(Problems)
a) Translate this sentence from the synthetic debt article into Spanish: "There is no free lunch in finance."
b) From the synthetic debt article, write down the passage that begins with the words containing "Intuitive Synthetic Debt" and ends with "leverage and maturity.".
── Excerpt ──
Intuitive Synthetic Debt
Richard A Graff
Imagine taking out a mortgage to purchase real estate and discovering that you cannot lose your equity in the property if there is a default on the loan. Imagine that the interest rate on the loan is competitive with or better than conventional loans of comparable leverage and maturity.
For corporate buyers, imagine in addition that the accounting treatment of the loan is as good or better than the accounting treatment of conventional loans. Too good to be true? The short answer was 'yes' until recently, but that’s not the whole story.
The short answer was 'yes' simply because of the definition of 'mortgage': a mortgage is debt, and by definition debt must include a claim against borrower assets. Accordingly, buyer equity must risk forfeiture in mortgage finance if there is a default.
The complete answer is 'no,' because the buyer can have property financing with every benefit described above. The only inaccuracy is to view the financing as a mortgage: since buyer equity is not at risk if there is a default, the financing cannot be debt. However, this only means that the financing must be creatively designed equity in the property rather than debt.
Such financings are not hypothetical. Electrum Partners has developed such an equity-based financing instrument, which we refer to as Electrum® synthetic debt.
How does Electrum® finance work? There is no free lunch in finance. There must be some additional feature of the property that allows creative financial engineering to develop a low-risk equity substitute for debt. That feature is the requirement that the property be fully leased.
Electrum Partners hasn't attempted to redefine the concept of a fixed-income obligation. Some entity must be on the hook to satisfy the obligation, just as in the case of conventional property financings. In the case of synthetic debt, that 'entity' consists of the lessee(s) rather than the property buyer. The buyer's equity is not at risk.
Leases are analogous to debt in several ways: in both cases, (1) an obligor has a commitment to make specified payments by specified dates, (2) a default can be declared if the obligor fails to make each required payment by the specified time, and (3) the obligor is subject to legal recourse in the event of default.
Proprietary financial technology creates the synthetic debt by enclosing the leases in an equity casing to produce a fixed-income obligation of the lessees with default recourse comparable to the default recourse of lessee debt. The casing does not include any rights with respect to the buyer's equity.
Synthetic debt is a fixed-income obligation that resembles senior lessee debt from the financier perspective rather than real estate debt or buyer debt. Synthetic debt provides the property financier with lease default recourse superior to the lease default recourse of mortgage financiers. The superior recourse gives the financier immediate recourse against lessees in the event of financing default.
Immediate recourse against lessees in the event of default on the financing is often better protection for the financier than recourse against the buyer. This is always the case with commercial property lessees are better credit risks than the buyer or the real estate itself. Accordingly, buyer equity need not be at risk to protect the financier from default-related loss.
───
── Listed records ──
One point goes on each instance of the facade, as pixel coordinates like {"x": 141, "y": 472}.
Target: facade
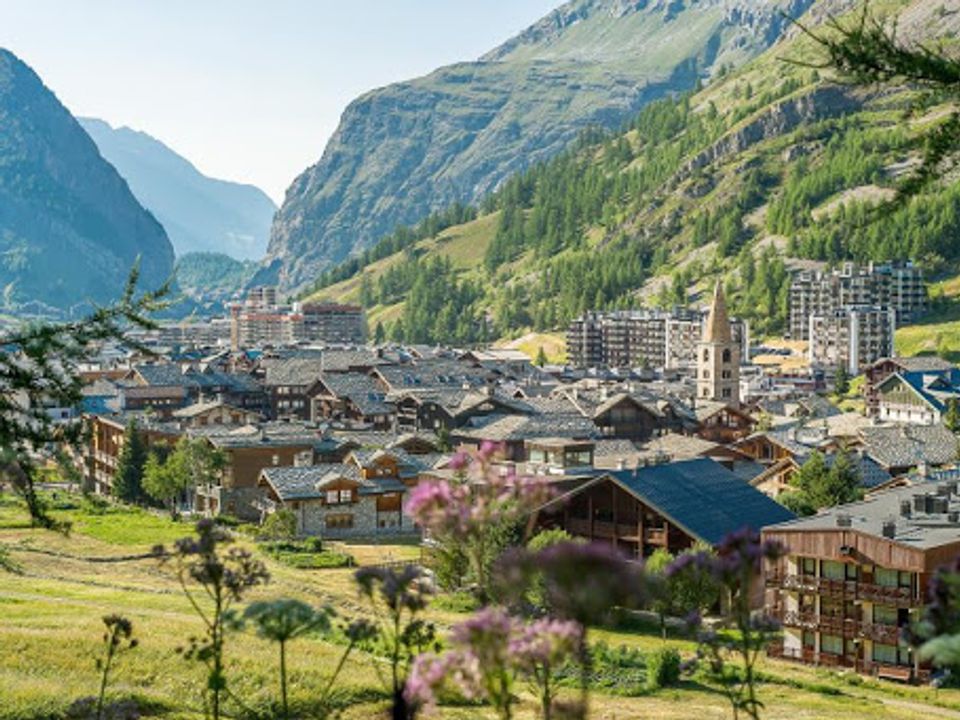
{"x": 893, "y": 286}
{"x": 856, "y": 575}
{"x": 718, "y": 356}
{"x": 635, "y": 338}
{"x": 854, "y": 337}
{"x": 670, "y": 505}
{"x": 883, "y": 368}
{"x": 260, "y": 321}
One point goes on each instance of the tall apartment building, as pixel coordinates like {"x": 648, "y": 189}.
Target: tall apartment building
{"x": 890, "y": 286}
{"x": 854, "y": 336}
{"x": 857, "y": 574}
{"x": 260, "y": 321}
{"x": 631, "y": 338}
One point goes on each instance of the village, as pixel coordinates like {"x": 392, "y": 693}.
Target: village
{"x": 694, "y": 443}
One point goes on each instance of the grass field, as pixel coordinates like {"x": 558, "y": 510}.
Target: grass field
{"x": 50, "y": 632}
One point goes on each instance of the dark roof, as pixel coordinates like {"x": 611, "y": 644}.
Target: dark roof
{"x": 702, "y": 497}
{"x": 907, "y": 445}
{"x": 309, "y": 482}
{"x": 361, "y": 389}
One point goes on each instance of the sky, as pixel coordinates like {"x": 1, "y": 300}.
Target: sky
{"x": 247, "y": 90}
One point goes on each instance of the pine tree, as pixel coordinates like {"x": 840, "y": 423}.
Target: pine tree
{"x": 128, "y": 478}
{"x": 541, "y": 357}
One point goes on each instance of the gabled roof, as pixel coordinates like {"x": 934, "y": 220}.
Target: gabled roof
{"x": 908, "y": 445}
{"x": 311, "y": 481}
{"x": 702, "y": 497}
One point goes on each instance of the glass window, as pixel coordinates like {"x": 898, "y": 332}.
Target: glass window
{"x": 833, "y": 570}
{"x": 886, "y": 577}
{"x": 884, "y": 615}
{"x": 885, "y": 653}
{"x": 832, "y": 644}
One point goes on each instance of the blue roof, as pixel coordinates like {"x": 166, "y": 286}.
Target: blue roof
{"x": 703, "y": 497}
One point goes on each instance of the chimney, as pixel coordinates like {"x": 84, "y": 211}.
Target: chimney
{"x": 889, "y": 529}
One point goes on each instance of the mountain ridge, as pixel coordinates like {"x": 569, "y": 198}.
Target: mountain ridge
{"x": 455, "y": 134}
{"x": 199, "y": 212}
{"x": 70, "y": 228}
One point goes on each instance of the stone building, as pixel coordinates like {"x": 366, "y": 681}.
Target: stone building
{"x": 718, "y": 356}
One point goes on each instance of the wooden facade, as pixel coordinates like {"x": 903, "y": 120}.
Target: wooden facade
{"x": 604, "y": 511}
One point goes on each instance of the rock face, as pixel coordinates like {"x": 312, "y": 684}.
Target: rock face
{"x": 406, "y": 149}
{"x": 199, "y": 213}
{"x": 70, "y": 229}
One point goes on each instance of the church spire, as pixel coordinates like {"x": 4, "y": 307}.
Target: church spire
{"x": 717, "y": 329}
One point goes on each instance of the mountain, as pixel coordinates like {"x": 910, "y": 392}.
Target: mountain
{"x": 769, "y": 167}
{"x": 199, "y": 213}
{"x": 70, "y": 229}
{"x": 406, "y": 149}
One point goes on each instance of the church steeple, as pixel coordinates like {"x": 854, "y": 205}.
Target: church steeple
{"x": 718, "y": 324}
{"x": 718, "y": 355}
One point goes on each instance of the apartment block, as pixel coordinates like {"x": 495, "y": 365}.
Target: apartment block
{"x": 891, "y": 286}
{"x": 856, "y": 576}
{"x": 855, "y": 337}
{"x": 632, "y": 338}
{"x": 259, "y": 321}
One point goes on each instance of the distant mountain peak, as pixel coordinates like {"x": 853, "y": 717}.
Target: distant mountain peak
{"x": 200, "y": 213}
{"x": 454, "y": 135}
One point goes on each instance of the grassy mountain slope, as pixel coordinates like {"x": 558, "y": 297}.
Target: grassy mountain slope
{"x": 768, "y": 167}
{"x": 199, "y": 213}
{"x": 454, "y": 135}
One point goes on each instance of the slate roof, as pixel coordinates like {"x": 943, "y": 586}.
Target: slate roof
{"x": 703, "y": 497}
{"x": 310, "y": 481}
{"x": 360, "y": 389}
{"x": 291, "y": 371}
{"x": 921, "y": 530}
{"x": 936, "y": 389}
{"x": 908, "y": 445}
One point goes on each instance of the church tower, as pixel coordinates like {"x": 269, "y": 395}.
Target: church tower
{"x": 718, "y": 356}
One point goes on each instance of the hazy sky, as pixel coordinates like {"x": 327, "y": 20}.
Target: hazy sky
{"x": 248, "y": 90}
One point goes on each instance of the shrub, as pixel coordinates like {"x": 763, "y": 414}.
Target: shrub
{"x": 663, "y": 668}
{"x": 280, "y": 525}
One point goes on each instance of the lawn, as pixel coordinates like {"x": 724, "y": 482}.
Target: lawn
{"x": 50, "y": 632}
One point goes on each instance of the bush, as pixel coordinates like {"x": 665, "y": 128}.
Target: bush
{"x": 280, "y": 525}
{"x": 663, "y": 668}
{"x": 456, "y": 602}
───
(Responses to the tasks)
a) No existe el almuerzo gratis en las finanzas.

b)
Intuitive Synthetic Debt
Richard A Graff
Imagine taking out a mortgage to purchase real estate and discovering that you cannot lose your equity in the property if there is a default on the loan. Imagine that the interest rate on the loan is competitive with or better than conventional loans of comparable leverage and maturity.